··· Information provided ···

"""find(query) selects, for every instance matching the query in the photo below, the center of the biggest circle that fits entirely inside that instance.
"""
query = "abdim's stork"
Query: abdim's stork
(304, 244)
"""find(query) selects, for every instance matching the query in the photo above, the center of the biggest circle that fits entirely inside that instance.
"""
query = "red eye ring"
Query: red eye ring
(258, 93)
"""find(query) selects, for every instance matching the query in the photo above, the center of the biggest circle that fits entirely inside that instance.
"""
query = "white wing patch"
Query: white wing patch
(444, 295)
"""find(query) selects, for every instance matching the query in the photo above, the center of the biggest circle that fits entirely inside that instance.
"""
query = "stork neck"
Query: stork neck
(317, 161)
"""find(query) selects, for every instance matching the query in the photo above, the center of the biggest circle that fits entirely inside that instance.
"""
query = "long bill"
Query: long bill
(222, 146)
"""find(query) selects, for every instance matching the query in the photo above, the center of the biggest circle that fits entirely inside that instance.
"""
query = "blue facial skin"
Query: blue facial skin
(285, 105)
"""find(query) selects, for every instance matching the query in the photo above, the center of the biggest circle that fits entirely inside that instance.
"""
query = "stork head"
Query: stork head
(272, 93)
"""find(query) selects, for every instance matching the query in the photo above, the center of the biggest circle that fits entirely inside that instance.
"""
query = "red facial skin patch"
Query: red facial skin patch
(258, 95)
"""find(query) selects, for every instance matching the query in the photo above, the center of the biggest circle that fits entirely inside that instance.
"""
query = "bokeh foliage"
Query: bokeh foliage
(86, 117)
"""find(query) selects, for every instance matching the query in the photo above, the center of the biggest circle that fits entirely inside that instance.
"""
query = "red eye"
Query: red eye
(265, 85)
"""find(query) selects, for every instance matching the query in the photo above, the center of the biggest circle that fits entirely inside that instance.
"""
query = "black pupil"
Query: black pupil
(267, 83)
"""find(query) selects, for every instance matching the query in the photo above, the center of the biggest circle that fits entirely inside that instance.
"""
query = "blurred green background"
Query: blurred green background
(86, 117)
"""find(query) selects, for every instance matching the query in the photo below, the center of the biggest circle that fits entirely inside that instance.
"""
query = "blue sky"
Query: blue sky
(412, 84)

···

[What you will do]: All of the data above should be set down again exactly.

[Result for this task]:
"""find(query) selects, for every instance matching the query in the photo below, the center of the biggest circle that fits entirely inside that instance.
"""
query = "abdim's stork"
Query: abdim's stork
(304, 244)
"""find(query) selects, for every instance matching the query in the photo above, the center of the biggest circle that fits entirely inside that instance.
"""
query = "red eye ring"
Query: red eye ring
(258, 93)
"""find(query) selects, for every instance matching the query in the photo above, the center of the biggest circle that fits entirely inside that instance.
"""
query = "white wing patch"
Query: white wing patch
(444, 295)
"""find(query) selects, for every instance matching the query in the photo above, the center of the biggest circle that fits entirely inside that instance.
"""
query = "stork neck"
Query: stork neck
(317, 161)
"""find(query) selects, for every instance matching the query in the photo above, the center of the biggest circle that fits entirely inside that instance.
"""
query = "long bill"
Query: long bill
(222, 146)
"""find(query) selects, for every instance matching the query in the photo above, the center of the biggest circle that fits entirely inside that instance.
"""
query = "blue facial skin"
Query: blue facial skin
(285, 105)
"""find(query) selects, for every instance matching the query in the photo above, the center of the biggest circle that fits entirely inside that instance.
"""
query = "stork head"
Query: stork head
(272, 93)
"""find(query) selects, for every instance matching the query in the photo above, the center of the biggest circle that fits entirely inside that instance.
"""
query = "red facial skin patch"
Query: red facial skin patch
(258, 95)
"""find(query) selects, for every instance matching the query in the photo above, the center of the biggest circle that fits entirely inside that instance.
"""
query = "bokeh foliage"
Query: bokeh foliage
(86, 117)
"""find(query) selects, for every instance matching the query in the photo above, the center of the biggest circle that fits entirely inside that instance.
"""
query = "red eye"
Query: red eye
(265, 85)
"""find(query) selects, for every instance matching the query in the photo above, the center of the biggest circle that fits entirely inside that instance.
"""
query = "black pupil"
Query: black pupil
(267, 83)
"""find(query) selects, for every instance matching the query in the photo above, the center of the biggest circle that fits entirely inside that instance.
"""
query = "blurred green background"
Query: blurred green background
(86, 117)
"""find(query) selects, for every instance matching the query in the photo below, the center of the biggest circle that fits entirely inside that instance.
"""
query = "blue sky"
Query: blue sky
(412, 84)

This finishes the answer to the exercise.